Dataset rows showing where objects appear:
^^^^

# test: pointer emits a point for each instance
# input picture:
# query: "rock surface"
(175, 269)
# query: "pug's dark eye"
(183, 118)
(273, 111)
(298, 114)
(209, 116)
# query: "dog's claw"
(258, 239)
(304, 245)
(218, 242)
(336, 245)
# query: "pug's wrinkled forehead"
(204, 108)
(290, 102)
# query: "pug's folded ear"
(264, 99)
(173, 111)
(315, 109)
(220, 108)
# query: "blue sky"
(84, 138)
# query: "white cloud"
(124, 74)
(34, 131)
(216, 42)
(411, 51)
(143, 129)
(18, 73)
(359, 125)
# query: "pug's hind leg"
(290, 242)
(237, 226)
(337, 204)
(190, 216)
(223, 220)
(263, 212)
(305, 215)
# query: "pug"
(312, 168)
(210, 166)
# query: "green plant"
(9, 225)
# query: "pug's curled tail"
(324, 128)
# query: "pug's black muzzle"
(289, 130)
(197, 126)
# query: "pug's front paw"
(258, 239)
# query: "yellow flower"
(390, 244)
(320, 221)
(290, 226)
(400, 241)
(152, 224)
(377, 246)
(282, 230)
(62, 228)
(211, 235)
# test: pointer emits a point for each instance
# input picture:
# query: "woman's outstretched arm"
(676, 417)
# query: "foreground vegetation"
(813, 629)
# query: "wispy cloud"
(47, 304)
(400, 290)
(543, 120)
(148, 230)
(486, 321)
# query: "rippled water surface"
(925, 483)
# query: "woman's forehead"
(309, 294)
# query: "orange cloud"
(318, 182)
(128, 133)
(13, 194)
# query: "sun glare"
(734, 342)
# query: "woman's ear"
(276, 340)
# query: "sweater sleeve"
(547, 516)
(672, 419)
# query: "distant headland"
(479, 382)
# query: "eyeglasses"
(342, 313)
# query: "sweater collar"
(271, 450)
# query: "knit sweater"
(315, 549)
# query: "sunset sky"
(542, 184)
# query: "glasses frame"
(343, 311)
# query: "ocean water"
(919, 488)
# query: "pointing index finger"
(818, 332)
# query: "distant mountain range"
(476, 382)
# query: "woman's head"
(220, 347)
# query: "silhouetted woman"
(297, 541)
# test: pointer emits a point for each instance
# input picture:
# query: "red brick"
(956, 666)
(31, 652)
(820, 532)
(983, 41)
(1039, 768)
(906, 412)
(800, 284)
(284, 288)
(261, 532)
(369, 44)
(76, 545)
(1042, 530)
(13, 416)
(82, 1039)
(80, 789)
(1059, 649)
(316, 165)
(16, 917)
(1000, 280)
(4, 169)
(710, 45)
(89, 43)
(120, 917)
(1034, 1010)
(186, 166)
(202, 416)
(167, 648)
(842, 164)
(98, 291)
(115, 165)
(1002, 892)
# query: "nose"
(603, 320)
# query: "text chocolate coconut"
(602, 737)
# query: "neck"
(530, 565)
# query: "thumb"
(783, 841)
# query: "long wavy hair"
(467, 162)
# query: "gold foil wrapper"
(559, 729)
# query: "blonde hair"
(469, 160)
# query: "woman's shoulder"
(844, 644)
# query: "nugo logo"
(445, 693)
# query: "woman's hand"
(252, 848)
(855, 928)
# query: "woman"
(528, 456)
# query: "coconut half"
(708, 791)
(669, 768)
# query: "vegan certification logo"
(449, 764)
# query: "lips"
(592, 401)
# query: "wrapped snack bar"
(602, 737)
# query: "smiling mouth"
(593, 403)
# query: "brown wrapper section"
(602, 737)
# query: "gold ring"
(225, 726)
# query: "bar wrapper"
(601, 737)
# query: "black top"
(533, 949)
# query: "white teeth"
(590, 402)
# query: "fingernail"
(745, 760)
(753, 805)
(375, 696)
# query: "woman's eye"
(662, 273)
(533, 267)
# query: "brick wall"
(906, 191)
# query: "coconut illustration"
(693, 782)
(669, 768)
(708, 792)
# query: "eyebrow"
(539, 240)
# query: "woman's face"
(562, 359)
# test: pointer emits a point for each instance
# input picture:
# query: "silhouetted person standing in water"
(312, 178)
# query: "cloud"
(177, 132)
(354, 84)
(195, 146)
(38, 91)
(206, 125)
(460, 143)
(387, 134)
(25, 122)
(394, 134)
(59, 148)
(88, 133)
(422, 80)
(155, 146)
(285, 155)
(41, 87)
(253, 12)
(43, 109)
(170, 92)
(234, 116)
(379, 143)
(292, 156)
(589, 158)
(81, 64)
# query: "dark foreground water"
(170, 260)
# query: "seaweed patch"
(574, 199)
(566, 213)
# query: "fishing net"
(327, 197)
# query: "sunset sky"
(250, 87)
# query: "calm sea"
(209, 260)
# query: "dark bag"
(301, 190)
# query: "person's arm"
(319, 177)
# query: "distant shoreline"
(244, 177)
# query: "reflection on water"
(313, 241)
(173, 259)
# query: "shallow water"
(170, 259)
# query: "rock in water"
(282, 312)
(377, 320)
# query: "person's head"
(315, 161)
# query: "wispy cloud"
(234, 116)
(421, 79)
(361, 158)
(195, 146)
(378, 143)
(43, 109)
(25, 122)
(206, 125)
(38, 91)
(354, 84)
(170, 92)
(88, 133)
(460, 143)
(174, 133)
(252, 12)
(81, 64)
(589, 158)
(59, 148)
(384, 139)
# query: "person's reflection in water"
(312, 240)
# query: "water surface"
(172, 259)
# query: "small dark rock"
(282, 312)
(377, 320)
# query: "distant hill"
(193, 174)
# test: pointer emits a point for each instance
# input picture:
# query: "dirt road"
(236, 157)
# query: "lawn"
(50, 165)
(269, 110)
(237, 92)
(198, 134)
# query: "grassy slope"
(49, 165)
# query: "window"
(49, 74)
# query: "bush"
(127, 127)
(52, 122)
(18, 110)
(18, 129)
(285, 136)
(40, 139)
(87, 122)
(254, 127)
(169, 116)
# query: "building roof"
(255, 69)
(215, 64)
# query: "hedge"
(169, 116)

^^^^

### [The request]
Extract each line of the material above that contains the word "sweater".

### [The result]
# query: "sweater sleeve"
# query: "sweater collar"
# query: "knit sweater"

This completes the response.